■ Vorliegender Text ■
"""
Neue Ausgangsbeschränkungen wegen Coronavirus (UPDATE 26.03.)

Der Freistaat Sachsen hat nun wohl die strengste Ausgangsbeschränkung hinsichtlich des Corona-Virus erlassen, gültig ab Montag, den 23.03.2020 für 2 Wochen.

https://www.coronavirus.sachsen.de/download/AllgV-Corona-Ausgangsbeschraenkungen_22032020.pdf

Klar dürfen wir weiter Arbeiten gehen, und Einkaufen. Eigentlich waren sich Politiker und Wissenschaftler in Deutschland bisher einig, dass frische Luft schnappen, spazieren und sich draußen aufhalten grundsätzlich nicht verboten werden sollte. Und selbst das Bundesland Bayern, welches vorgeprescht ist, hatte ausdrücklich “ Sport und Bewegung an der frischen Luft, allerdings ausschließlich alleine oder mit Angehörigen des eigenen Hausstandes und ohne jede sonstige Gruppenbildung“ erlaubt.

Sachsen beschränkt genau diesen Paragraphen nun aber auf das „Umfeld des Wohnbereiches“. Damit hat sich die Politik selbst ein Ei gelegt, denn es dürfte nun massenhaft Nachfragen geben, wie das zu verstehen ist.

Mit googeln habe ich z.B. diese Definition gefunden:

Wohnumfeld, aktionsräumliche Einheit, die den zu Fuß zu durchquerenden Bereich umfasst, in dem sich die täglichen oder häufig wiederkehrenden Aktivitäten der zugehörigen Wohnbevölkerung außerhalb der Wohnung abspielen (Einkäufe, Schulwege, Lokalbesuche etc.).

https://www.spektrum.de/lexikon/geographie/wohnumfeld/9112

Damit dürften beispielsweise viele Dresdner, die mal etwas grünes sehen wollen, nur noch den Großen Garten besuchen? Das wäre ja eher kontraproduktiv. Es spricht doch eigentlich nichts dagegen, dass Leute im Nahpendelbereich in den Wald, ins Elbsandsteingebirge oder an einen See fahren um dort allein Sport zu treiben oder frische Luft genießen?

Die Leute sind schon sehr verunsichert, das hat man die letzten Tage gemerkt. Zumindest hier im ländlichen Bereich gehen viele Einheimische kaum noch vor die Tür. Dabei ist es beim besten Willen nicht gesund, tage- oder gar wochenlang in der eigenen Bude zu hocken.
"""
(Datensatzeinträge)
"""
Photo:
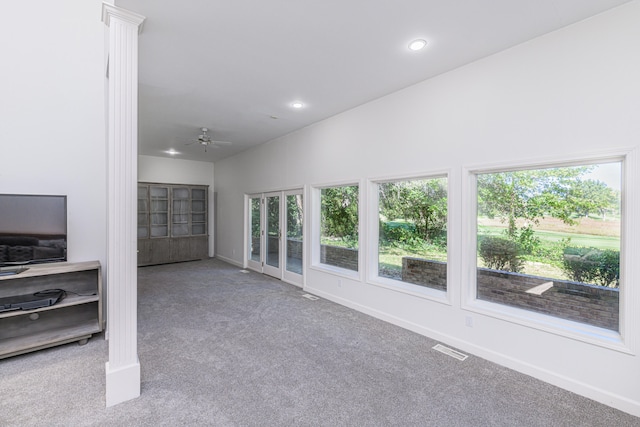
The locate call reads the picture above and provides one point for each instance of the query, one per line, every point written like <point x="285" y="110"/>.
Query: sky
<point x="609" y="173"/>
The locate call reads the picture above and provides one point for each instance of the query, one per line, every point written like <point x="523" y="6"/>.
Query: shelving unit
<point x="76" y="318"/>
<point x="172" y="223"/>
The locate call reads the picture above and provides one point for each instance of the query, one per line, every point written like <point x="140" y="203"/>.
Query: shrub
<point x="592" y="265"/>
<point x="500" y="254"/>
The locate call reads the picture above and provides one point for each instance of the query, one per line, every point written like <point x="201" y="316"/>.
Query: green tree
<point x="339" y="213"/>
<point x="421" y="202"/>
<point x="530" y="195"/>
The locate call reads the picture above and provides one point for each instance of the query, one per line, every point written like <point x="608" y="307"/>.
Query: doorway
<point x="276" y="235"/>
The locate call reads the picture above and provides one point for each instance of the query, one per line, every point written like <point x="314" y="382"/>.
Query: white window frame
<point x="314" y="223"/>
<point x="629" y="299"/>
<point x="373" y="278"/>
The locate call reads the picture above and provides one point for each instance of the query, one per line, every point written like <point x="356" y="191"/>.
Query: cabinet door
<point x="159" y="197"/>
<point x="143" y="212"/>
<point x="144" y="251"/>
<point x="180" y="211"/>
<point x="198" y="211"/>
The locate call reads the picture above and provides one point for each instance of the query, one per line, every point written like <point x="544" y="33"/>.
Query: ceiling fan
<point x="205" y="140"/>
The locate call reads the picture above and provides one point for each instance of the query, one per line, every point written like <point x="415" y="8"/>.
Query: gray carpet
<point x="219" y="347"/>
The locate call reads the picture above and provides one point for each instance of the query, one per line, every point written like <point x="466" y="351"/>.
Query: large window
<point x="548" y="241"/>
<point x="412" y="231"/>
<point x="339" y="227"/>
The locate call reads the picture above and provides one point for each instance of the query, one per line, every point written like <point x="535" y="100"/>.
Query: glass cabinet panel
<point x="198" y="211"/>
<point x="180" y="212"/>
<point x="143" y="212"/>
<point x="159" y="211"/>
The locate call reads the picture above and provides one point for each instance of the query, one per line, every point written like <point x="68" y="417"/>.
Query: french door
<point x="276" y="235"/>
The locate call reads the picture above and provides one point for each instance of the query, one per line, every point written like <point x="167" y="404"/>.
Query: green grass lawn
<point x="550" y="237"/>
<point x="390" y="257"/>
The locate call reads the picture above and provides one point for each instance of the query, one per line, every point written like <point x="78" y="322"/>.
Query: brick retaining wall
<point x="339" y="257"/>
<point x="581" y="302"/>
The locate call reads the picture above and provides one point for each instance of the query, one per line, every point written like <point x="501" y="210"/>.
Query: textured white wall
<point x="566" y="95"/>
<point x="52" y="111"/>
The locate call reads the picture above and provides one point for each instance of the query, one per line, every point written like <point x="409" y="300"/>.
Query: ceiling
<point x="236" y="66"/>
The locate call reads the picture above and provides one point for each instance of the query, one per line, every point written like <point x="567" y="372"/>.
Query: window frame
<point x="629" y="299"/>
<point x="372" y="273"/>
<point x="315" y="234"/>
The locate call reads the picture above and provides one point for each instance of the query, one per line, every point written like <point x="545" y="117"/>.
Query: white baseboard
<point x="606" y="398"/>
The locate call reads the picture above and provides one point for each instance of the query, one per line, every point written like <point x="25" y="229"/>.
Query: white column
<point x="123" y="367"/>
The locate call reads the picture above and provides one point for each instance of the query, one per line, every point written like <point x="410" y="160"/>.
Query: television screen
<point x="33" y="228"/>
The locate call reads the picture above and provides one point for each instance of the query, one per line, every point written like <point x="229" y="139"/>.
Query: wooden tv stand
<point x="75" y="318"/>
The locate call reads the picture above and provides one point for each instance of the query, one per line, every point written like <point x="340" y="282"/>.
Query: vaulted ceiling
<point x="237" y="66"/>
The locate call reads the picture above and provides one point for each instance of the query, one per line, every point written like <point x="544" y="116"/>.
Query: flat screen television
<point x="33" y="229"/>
"""
■ Aufgabendetails ■
Gib aus dem Text zu den Ausgangsbeschränkungen in Sachsen den Abschnitt zwischen „Sachsen beschränkt genau“ und „Schulwege, Lokalbesuche etc.).“ wörtlich wieder, beide Stellen eingeschlossen.

■ Erledigte Aufgabe ■
Sachsen beschränkt genau diesen Paragraphen nun aber auf das „Umfeld des Wohnbereiches“. Damit hat sich die Politik selbst ein Ei gelegt, denn es dürfte nun massenhaft Nachfragen geben, wie das zu verstehen ist.

Mit googeln habe ich z.B. diese Definition gefunden:

Wohnumfeld, aktionsräumliche Einheit, die den zu Fuß zu durchquerenden Bereich umfasst, in dem sich die täglichen oder häufig wiederkehrenden Aktivitäten der zugehörigen Wohnbevölkerung außerhalb der Wohnung abspielen (Einkäufe, Schulwege, Lokalbesuche etc.).